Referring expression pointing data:
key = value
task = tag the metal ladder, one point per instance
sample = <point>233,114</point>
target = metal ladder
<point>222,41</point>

> **Exercise description**:
Write out every record exactly as it appears above.

> **Answer area**:
key = value
task = tag the metal ladder, one point per instance
sample = <point>233,114</point>
target = metal ladder
<point>222,41</point>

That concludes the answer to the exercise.